--- Work order ---
The records sit below this line. Repeat all of them exactly.

--- Source information ---
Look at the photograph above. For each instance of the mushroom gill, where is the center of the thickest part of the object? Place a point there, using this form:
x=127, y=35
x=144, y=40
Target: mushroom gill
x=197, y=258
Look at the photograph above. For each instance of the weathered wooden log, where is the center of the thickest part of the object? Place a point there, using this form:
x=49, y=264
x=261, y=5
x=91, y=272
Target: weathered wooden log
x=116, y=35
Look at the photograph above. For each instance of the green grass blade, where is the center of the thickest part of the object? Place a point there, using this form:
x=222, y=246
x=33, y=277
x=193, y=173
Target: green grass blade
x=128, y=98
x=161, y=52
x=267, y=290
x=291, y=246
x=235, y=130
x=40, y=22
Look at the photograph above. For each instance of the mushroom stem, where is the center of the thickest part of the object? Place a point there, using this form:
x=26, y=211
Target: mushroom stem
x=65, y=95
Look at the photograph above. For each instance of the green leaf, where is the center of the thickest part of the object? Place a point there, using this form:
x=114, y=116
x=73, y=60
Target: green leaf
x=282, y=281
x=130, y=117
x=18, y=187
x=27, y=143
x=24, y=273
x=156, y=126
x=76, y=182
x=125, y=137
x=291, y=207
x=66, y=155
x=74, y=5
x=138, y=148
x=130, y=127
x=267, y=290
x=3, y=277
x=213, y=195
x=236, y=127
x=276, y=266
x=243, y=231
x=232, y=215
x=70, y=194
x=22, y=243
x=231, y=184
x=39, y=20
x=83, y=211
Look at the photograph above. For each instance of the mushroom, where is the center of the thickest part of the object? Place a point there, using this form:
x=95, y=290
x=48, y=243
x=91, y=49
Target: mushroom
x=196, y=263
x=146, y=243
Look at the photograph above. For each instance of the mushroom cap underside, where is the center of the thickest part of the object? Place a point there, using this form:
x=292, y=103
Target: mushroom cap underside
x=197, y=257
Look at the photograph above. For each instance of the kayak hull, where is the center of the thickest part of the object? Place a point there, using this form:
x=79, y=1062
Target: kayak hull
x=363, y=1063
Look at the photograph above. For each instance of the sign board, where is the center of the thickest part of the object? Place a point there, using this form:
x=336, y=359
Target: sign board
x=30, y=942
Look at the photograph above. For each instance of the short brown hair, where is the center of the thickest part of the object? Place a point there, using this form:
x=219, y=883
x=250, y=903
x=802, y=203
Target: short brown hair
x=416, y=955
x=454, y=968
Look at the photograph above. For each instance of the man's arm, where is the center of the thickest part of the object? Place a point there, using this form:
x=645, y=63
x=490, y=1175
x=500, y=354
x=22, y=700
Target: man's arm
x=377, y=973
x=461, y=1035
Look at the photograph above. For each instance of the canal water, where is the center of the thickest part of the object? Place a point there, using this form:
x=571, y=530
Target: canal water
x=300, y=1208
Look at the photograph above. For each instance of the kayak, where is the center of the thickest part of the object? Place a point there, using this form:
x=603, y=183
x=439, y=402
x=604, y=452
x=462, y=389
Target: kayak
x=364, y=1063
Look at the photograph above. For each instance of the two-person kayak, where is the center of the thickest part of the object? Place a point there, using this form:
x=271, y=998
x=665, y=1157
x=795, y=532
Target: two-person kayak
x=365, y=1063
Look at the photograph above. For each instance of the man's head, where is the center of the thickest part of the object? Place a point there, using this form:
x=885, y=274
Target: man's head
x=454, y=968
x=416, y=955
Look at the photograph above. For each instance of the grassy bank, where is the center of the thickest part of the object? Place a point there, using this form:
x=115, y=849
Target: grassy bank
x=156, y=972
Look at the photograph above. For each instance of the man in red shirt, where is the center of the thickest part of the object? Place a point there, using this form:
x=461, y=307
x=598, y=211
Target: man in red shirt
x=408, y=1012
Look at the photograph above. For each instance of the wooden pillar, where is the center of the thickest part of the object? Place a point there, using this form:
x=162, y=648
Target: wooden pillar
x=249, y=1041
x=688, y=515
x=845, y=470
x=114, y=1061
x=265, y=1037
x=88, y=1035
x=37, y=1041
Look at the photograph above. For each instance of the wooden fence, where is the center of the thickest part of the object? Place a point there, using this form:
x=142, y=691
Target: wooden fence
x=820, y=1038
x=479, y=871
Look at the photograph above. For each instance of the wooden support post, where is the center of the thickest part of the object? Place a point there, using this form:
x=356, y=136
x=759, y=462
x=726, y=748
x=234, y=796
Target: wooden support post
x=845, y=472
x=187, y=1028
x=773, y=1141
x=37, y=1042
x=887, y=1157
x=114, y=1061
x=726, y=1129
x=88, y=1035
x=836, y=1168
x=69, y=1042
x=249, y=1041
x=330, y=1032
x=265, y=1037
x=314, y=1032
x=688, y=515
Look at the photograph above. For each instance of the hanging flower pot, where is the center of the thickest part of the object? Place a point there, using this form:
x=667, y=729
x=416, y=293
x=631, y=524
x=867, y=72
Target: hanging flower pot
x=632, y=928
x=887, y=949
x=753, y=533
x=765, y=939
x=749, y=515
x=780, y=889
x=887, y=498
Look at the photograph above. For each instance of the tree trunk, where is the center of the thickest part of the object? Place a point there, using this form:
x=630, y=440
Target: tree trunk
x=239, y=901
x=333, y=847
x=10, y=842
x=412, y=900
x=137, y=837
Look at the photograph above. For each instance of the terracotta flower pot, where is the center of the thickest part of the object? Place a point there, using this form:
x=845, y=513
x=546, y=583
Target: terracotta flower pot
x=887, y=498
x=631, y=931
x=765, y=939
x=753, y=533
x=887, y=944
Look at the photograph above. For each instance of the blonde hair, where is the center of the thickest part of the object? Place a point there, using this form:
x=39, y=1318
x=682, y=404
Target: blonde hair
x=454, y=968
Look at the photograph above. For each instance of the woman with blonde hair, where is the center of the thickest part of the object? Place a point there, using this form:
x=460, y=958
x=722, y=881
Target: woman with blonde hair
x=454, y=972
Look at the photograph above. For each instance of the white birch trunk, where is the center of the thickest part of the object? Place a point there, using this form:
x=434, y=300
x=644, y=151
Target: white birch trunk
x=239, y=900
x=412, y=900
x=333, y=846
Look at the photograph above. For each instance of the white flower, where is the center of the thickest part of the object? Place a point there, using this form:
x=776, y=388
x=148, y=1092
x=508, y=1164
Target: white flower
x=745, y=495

--- Written solution ---
Look at the photograph above. For each instance of the mushroom gill, where is the center of the thickest part of the object? Place a point there, using this form:
x=127, y=35
x=144, y=40
Target: mushroom gill
x=197, y=258
Look at the photograph above. For each instance of the weathered wooden log, where is the center of the thickest part of the object? Place a point there, using this form:
x=49, y=264
x=261, y=5
x=91, y=272
Target: weathered wooden log
x=116, y=35
Look at the photograph above. For each instance of the green grass blade, where is the center of the thickest part of the object? Place a point there, using this form:
x=222, y=246
x=33, y=277
x=193, y=173
Target: green grass blade
x=128, y=98
x=161, y=52
x=267, y=290
x=291, y=246
x=235, y=130
x=40, y=22
Look at the photograph above. For each instance of the mushroom stem, where is the center of the thickest part of the object? Place a point there, using this form:
x=26, y=211
Target: mushroom stem
x=65, y=95
Look at the photograph above. For each instance of the green leaf, where is the center of the thickest part of the object? Place a point there, using this form:
x=114, y=116
x=73, y=60
Target: green leaf
x=282, y=281
x=130, y=117
x=18, y=187
x=27, y=143
x=24, y=273
x=156, y=126
x=76, y=182
x=125, y=137
x=291, y=207
x=66, y=155
x=74, y=5
x=138, y=148
x=130, y=127
x=267, y=290
x=3, y=277
x=213, y=195
x=236, y=127
x=276, y=266
x=243, y=231
x=232, y=215
x=70, y=194
x=22, y=243
x=231, y=184
x=39, y=20
x=83, y=211
Look at the photograph above. For each instance of the mushroom, where is the center of the thickest part of the object? Place a point there, using this form:
x=95, y=290
x=48, y=243
x=91, y=49
Target: mushroom
x=196, y=263
x=146, y=243
Look at the photograph above. For each instance of the mushroom cap underside, where is the center of the thickest part of the object? Place a point there, using this form:
x=292, y=103
Target: mushroom cap underside
x=197, y=257
Look at the photograph above. For each instance of the kayak hull, where is the center of the thickest part of the object? Place a point there, using this form:
x=79, y=1062
Target: kayak hull
x=363, y=1063
Look at the photograph above. For each instance of the sign board, where is the center of the thickest part of the object? Place a point there, using this form:
x=336, y=359
Target: sign board
x=30, y=942
Look at the photograph above. For each instance of the short brown hair, where is the center of the thickest part of the object? Place a point there, using this form:
x=219, y=883
x=250, y=903
x=802, y=203
Target: short brown hair
x=416, y=955
x=454, y=968
Look at the photograph above. For each instance of the man's arm, where is the center of the thickest part of the object? Place a point there, using this form:
x=645, y=63
x=490, y=1175
x=500, y=354
x=22, y=700
Target: man's arm
x=377, y=973
x=461, y=1035
Look at the photograph above. For each instance of the canal water, where is the center of the thickest part of the object? Place a point there, using this form:
x=571, y=530
Target: canal water
x=300, y=1208
Look at the photograph above. For each instance of the kayak, where is the center of the thickest part of the object? Place a point there, using this form:
x=603, y=183
x=439, y=402
x=604, y=452
x=462, y=389
Target: kayak
x=364, y=1063
Look at the photograph above. For each instance of the two-person kayak, where is the center of the thickest part of the object? Place a point there, using this form:
x=271, y=998
x=665, y=1157
x=795, y=532
Target: two-person kayak
x=365, y=1063
Look at the photograph above. For each instance of the man's head, where is the center of the thickest part of the object? Place a point there, using this form:
x=885, y=274
Target: man's head
x=454, y=968
x=416, y=955
Look at the photograph above. For each instance of the grassy bank, where is the center of the thickest part of the object? Place a point there, using this form:
x=115, y=849
Target: grassy bank
x=156, y=972
Look at the photograph above. For each instance of the man in red shirt, where is the center of the thickest part of the object? Place a point there, using this form:
x=461, y=307
x=598, y=211
Target: man in red shirt
x=408, y=1012
Look at the photograph above. For each instance of the wooden pillar, where is the center of the thickest part of the object? Place a point there, using this form:
x=162, y=648
Target: wooden pillar
x=249, y=1041
x=688, y=515
x=845, y=470
x=114, y=1061
x=265, y=1037
x=88, y=1035
x=37, y=1041
Look at the photograph above. For each instance of the wooden fence, where is the center of the thickest part of the object? Place a point there, using this form:
x=142, y=691
Target: wooden fence
x=820, y=1038
x=479, y=871
Look at the photograph above. For each instance of the wooden support post, where is the center of the thickest part of the object? Place a point there, using this form:
x=356, y=136
x=759, y=462
x=726, y=748
x=234, y=796
Target: wooden support post
x=845, y=472
x=187, y=1028
x=773, y=1141
x=37, y=1042
x=887, y=1157
x=114, y=1061
x=726, y=1129
x=88, y=1035
x=836, y=1168
x=69, y=1042
x=249, y=1041
x=330, y=1032
x=265, y=1037
x=314, y=1032
x=688, y=515
Look at the photograph above. For each instance of the hanging flower pot, where is the center of the thickest part of the object? Place a point there, using this form:
x=667, y=729
x=416, y=293
x=631, y=524
x=867, y=72
Target: hanging flower pot
x=632, y=928
x=887, y=949
x=753, y=533
x=765, y=939
x=749, y=515
x=780, y=889
x=887, y=498
Look at the photograph above. For each instance of the tree trunk, where is the center of the thickest part of the object? Place a point there, using this form:
x=630, y=440
Target: tree trunk
x=239, y=901
x=333, y=847
x=10, y=842
x=412, y=900
x=137, y=837
Look at the photograph above. For each instance of the terracotta flower pot, where is the center of the thickest part of the object? Place a point there, using this form:
x=845, y=513
x=546, y=583
Target: terracotta flower pot
x=887, y=498
x=631, y=931
x=765, y=939
x=753, y=533
x=887, y=944
Look at the photograph above. For each instance of the blonde hair, where is the center of the thickest part of the object? Place a point there, using this form:
x=39, y=1318
x=682, y=404
Target: blonde hair
x=454, y=968
Look at the photograph above. For each instance of the woman with blonde hair, where is the center of the thickest part of the object? Place a point there, using this form:
x=460, y=958
x=722, y=881
Target: woman with blonde hair
x=454, y=972
Look at the photograph above. For each instance of the white birch trunk, where is the center of the thickest part of the object? Place a point there, using this form:
x=434, y=300
x=644, y=151
Target: white birch trunk
x=239, y=900
x=412, y=900
x=333, y=846
Look at the photograph above. For each instance of the white flower, where is the center of the thickest part of the object? Place a point there, using this form:
x=776, y=388
x=148, y=1092
x=508, y=1164
Target: white flower
x=745, y=495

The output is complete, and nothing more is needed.